> [DIRECTIONS FOR THIS TASK]: Extend the bug discussion about carrier detection in Gentoo's network startup, picking up right after its final sentence.

> [PAGE EXCERPT]:
I've done that on my own laptop; I lowered it from 60 to 15.  I would have
lowered it to 10 or even 5, except those didn't work - I ended up with
occassional dhcpcd timeouts on my home connection.  It was still a nuissance
as if I wanted to start up my notebook without a connection I'd have to wait
an additional 15 seconds for something that I _know_ is going to fail.

I fail to see what is "ugly" about the detection (at least, after applying the
final patch in comment 30).  Forking it off into the background isn't a
realistic option - many, many services depend on the network interface being
up, and can't be started until the network interface is up.

Nothing in your objection actually has anything to do with the carrier
detection - it seems to be more of a rant about not liking Gentoo's init
scripts for bringing up the network interface.  If you have a well thought out
suggestion on how to improve it in such a way that it doesn't introduce other
problems, please, by all means, file a bug!  I may even help you with it, and
I'm sure several devs would come on board if it was a really promising idea.

But that isn't what THIS bug is about.  This bug is about using carrier
detection to immediately return an informative error rather than waiting for a
dhcpcd timeout that is _GUARANTEED_ to happen.  It's a nice shortcut, and I
expect many users will find it useful - I know I've run into situations in the
back where a "network cable unplugged"-type error would have saved me time.  If
there are situations where the carrier detection breaks (for example, some
exotic network card that doesn't properly set the kernel's network interface
carrier bit), then please support then - in such a case it may be necessary to
make the code optional.

> Pls forget the carrier detection.

If you have some legitimate objections to the carrier detection rather than a
rant about Gentoo's boot design, please add your comments and I'll attempt to
help get them resolved.  Otherwise, the carrier detection is a useful feature
that, once patched, should help users diagnose network startup issues without
adverse effect.






That reminds me of something else: Azarah, perhaps the carrier detection should
go into the non-DHCP network setup as well?  You could check RUNNING
immediately after running ifconfig up.  In such a case it should probably be a
warning rather than a failure since the machine _does_ have an IP and the other
services _can_ start, even if they won't be accessible.  But even just a
warning might be useful to many.
Comment 34 Ernst Herzberg 2003-11-16 21:08:52 UTC
Ok. last post here,the discussion should be carry on another places.

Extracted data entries
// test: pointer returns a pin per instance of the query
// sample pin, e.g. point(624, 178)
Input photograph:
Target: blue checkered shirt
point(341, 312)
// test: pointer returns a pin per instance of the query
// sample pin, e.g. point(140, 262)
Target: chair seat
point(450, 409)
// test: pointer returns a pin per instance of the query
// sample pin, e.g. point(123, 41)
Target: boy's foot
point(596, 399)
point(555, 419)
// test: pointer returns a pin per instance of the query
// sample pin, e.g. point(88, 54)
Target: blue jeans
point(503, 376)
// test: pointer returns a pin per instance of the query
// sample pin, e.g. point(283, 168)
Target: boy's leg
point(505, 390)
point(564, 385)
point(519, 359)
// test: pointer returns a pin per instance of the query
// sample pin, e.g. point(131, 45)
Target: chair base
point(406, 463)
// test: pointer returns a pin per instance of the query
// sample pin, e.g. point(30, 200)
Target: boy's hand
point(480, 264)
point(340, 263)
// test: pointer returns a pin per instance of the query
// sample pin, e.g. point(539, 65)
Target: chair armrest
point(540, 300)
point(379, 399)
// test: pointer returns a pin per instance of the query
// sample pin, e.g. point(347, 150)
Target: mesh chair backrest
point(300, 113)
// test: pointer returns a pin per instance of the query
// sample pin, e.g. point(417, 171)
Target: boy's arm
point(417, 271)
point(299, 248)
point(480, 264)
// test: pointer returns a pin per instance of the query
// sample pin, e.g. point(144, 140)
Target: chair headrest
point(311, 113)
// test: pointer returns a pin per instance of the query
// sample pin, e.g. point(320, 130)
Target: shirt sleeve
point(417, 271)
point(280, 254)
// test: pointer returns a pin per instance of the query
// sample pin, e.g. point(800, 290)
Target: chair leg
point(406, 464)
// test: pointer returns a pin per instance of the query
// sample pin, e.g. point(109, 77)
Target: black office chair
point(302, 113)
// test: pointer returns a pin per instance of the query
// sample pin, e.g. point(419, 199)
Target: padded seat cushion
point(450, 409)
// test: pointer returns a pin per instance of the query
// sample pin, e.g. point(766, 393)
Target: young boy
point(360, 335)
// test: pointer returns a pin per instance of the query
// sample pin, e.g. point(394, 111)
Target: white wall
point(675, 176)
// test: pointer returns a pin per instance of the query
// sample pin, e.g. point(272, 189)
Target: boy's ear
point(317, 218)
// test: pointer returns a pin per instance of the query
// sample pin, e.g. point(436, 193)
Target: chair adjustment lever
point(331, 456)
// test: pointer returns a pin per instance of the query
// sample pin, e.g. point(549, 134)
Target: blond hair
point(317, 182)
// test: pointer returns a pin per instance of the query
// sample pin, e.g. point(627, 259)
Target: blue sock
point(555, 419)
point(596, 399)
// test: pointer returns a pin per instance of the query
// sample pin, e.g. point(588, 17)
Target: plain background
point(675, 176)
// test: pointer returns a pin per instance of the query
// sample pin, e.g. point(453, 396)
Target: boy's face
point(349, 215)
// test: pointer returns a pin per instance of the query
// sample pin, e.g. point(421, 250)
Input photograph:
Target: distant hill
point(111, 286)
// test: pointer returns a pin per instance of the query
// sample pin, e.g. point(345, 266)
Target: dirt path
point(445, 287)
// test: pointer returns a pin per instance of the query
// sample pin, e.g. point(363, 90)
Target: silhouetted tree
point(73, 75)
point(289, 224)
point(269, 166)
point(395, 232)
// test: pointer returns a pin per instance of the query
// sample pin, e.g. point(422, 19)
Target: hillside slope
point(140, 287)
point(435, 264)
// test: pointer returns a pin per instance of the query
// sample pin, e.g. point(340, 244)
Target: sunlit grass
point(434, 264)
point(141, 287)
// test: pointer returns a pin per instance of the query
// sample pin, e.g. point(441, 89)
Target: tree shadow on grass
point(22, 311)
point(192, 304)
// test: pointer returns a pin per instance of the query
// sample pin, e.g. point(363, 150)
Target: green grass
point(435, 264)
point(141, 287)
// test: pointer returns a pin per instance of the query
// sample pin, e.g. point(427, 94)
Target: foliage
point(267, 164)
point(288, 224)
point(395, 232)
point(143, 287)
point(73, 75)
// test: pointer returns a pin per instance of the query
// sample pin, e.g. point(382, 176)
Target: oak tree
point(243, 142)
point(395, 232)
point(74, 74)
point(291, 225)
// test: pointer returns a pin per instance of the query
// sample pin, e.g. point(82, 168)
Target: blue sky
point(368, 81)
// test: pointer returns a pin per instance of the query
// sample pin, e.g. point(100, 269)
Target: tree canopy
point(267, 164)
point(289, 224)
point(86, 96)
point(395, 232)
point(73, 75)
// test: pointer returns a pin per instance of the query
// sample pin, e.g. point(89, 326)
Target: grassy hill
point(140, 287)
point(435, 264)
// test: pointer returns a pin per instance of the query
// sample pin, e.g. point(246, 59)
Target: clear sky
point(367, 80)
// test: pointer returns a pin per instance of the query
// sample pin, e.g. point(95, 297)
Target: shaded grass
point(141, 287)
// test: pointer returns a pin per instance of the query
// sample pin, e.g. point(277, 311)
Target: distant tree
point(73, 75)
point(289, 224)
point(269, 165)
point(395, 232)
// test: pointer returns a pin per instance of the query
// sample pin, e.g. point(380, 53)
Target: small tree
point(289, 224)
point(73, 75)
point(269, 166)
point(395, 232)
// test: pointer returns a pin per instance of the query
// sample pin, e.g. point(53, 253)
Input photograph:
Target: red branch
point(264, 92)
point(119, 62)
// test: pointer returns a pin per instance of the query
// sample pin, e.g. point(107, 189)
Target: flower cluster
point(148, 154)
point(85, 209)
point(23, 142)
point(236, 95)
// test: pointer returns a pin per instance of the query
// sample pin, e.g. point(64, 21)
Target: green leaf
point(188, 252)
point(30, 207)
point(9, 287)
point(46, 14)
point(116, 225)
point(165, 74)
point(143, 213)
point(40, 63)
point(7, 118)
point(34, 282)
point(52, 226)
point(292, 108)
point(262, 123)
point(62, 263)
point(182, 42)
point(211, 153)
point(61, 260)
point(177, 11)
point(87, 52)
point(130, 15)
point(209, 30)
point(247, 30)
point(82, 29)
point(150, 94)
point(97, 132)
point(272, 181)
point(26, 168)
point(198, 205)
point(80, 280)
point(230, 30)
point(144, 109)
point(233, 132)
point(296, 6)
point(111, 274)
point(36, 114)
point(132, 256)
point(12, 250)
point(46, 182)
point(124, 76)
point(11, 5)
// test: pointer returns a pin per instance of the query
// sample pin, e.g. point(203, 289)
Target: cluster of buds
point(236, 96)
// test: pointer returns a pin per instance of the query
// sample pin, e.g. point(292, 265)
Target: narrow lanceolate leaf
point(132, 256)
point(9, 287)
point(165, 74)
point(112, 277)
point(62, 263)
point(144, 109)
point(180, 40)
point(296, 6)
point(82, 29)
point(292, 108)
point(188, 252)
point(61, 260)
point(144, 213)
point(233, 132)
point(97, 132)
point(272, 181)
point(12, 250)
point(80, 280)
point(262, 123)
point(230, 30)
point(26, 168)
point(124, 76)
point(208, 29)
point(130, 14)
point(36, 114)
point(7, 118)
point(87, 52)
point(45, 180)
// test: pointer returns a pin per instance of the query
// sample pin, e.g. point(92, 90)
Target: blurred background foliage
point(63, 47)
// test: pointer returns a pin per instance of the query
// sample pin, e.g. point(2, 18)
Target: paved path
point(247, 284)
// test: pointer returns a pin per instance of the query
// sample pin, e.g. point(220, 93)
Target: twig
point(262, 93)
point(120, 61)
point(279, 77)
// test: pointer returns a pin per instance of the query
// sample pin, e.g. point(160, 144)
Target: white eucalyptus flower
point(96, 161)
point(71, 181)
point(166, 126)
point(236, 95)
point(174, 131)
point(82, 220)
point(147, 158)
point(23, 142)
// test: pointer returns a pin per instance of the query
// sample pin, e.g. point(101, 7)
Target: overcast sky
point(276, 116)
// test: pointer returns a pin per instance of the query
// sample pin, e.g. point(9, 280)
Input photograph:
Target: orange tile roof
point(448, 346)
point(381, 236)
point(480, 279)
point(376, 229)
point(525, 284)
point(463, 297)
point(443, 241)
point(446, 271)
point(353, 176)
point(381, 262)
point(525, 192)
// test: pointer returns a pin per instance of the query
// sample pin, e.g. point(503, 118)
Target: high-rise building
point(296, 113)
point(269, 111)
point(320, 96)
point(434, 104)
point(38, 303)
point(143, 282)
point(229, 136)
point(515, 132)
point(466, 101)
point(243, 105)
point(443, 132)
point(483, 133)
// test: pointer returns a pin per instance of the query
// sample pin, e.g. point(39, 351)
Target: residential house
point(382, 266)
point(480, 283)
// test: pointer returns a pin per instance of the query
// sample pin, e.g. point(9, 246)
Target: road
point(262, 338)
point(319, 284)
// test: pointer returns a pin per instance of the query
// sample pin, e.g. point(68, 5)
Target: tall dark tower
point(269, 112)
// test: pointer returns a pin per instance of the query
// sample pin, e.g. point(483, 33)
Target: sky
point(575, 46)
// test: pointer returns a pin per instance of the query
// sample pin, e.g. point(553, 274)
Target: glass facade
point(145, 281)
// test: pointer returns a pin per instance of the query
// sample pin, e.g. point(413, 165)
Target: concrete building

> [RESPONSE FOR THIS EXERCISE]:
gento-dev?

> This bug is about using carrier detection to immediately return an
> informative error rather than waiting for a dhcpcd timeout that is 
> _GUARANTEED_ to happen. 

Exacty that does'nt happen every time. 

Bring to mind you have running some servers far far away, running gentoo.
In this location you have a power failure. You lost the machines if in
this millisecond where you ask for the carrier the switch is not available for
ever reason. Services like sshd won't start up even the network is available 
a second later. If you need this server for your laptop you are lost.
Comment 35 Jason Rhinelander 2003-11-17 00:36:44 UTC
Hmm, you've got a point (re: comment 34).  I'm all in favour of making this an option in /etc/conf.d/net.  It _is_ a nice feature for users with laptops, and a useful debugging tool for desktop systems, but it is a potential problem with headless machines (i.e. servers), as mentioned, since the check is an instantaneous thing, while dhcpcd by default allows up to 60 seconds for the network connection to be established.  However, the approach I am suggesting is not "drop it, it's stupid, it can be bad sometimes so should never be used" but rather "do the carrier check by default, but provide an easy option to turn it off for those cases where it isn't wanted."
Comment 36 Jason Rhinelander 2003-11-17 00:38:02 UTC
This is a report of comment 34, prompted by Bugzilla's wrapping (or lack thereof).  I apologize.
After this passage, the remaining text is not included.